RECORDED DATA
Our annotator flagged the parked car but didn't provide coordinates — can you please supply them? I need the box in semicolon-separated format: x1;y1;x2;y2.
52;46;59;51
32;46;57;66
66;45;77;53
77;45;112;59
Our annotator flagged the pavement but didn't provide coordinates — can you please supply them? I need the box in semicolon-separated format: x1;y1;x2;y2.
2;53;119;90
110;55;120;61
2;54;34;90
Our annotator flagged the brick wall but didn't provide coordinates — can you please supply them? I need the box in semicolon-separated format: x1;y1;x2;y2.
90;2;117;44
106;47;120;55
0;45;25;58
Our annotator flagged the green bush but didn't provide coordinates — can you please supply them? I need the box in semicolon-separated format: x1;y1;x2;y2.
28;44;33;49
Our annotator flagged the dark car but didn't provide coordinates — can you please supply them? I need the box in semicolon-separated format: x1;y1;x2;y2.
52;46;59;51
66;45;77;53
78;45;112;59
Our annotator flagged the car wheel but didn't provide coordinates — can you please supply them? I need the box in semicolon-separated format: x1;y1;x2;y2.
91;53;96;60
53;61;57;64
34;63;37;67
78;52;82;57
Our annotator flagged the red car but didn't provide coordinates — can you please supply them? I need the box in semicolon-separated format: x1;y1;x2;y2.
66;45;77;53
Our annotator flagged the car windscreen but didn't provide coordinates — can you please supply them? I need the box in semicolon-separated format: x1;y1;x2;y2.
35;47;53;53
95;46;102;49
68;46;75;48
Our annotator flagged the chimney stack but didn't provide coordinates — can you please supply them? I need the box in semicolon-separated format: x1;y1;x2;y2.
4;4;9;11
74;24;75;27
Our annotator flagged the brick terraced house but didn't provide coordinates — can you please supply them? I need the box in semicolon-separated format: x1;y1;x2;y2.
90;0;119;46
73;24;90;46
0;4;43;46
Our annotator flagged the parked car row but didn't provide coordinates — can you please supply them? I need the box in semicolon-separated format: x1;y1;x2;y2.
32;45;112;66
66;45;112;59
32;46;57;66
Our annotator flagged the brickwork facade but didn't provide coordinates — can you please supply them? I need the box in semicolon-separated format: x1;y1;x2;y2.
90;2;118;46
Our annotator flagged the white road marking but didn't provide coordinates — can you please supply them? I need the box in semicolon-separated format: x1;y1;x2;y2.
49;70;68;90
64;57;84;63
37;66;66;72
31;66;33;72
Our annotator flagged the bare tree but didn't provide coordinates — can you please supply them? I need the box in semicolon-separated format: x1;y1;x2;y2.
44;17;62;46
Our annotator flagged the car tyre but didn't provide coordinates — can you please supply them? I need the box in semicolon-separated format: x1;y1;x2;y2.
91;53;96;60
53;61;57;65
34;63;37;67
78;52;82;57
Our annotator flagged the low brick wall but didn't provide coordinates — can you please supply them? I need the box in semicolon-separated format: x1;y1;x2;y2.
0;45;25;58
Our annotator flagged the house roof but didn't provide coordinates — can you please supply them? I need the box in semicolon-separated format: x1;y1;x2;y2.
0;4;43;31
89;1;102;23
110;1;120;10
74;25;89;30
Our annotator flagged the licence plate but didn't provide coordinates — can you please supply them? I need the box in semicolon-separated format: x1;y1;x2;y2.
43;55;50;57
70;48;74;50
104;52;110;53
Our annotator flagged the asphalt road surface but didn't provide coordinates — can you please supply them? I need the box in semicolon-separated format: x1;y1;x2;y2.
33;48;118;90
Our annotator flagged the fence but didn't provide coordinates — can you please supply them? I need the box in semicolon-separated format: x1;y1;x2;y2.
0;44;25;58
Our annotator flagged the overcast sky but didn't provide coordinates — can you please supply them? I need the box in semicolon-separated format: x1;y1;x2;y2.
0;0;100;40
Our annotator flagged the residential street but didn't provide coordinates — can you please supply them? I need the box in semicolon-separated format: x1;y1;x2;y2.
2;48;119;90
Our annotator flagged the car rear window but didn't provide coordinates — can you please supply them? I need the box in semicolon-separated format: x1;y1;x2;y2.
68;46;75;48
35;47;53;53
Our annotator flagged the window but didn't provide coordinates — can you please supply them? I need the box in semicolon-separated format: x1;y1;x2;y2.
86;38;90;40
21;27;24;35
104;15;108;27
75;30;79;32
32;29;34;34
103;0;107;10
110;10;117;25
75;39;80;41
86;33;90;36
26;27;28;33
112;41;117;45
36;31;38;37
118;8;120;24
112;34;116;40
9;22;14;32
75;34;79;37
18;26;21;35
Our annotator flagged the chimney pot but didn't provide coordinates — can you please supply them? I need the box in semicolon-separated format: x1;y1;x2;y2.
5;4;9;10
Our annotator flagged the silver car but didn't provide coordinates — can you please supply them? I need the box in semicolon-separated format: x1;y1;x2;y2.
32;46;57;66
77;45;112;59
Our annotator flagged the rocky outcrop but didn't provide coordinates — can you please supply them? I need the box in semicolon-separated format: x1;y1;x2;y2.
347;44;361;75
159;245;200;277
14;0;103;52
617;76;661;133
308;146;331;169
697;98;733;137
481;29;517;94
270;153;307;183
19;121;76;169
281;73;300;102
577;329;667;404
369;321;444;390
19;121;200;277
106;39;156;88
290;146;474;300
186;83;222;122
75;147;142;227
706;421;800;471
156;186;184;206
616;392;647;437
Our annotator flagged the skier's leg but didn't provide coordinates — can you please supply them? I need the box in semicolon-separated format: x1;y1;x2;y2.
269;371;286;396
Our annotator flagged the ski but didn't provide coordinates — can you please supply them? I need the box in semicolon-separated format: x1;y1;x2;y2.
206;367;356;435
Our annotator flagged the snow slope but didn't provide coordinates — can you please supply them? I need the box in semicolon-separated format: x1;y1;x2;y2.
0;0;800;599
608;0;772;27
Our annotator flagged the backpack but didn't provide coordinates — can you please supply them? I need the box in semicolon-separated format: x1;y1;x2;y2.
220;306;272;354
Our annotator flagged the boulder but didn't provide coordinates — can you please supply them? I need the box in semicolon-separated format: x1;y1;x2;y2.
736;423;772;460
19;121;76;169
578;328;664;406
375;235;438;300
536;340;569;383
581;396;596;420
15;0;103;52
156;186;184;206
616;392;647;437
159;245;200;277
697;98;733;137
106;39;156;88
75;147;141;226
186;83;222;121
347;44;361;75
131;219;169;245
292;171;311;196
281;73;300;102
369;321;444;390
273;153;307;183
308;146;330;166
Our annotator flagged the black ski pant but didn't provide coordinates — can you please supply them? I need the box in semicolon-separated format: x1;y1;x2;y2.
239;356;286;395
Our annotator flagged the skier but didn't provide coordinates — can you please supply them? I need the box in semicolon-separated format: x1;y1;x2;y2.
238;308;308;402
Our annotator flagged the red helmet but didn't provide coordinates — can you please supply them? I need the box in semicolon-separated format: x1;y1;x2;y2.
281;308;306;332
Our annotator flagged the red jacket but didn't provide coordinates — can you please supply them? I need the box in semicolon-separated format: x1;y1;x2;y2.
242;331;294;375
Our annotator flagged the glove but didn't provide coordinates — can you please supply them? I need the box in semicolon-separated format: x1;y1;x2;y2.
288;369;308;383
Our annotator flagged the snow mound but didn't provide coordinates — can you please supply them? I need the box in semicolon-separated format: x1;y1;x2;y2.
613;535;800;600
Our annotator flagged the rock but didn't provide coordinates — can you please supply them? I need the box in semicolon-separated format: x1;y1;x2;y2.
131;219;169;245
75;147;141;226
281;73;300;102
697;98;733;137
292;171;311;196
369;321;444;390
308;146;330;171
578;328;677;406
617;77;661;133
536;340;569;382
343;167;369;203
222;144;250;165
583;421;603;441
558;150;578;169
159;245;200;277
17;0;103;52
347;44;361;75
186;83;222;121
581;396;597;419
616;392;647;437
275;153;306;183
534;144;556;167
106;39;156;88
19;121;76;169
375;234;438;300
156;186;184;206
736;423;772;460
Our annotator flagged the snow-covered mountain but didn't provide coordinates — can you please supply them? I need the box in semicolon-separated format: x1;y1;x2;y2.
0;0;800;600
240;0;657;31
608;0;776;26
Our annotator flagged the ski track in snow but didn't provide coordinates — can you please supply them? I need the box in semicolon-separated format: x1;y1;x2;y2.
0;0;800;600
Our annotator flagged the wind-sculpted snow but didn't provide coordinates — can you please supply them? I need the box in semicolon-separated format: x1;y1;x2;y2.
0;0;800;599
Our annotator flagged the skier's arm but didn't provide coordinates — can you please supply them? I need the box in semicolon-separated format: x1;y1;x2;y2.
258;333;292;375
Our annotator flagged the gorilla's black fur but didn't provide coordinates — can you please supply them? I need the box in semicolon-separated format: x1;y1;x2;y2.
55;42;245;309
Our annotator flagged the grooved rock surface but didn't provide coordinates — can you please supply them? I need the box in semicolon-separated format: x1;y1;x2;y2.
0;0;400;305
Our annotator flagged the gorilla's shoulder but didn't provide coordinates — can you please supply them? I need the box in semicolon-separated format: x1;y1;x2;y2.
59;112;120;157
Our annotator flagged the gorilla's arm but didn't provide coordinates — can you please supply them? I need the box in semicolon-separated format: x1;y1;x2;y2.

WHAT THIS TASK INVOLVES
Rewrite the rows starting at the line that contains "Our annotator flagged the red jacket" and ending at the line that contains "242;331;294;375", with the requests included, and shift every bounding box coordinate in the answers up by 107.

THE OUTPUT
Our annotator flagged the red jacket but didn't provide coordinates — can you please supply them? I need the box in semicolon-separated format: x1;y1;x2;y2.
349;438;401;482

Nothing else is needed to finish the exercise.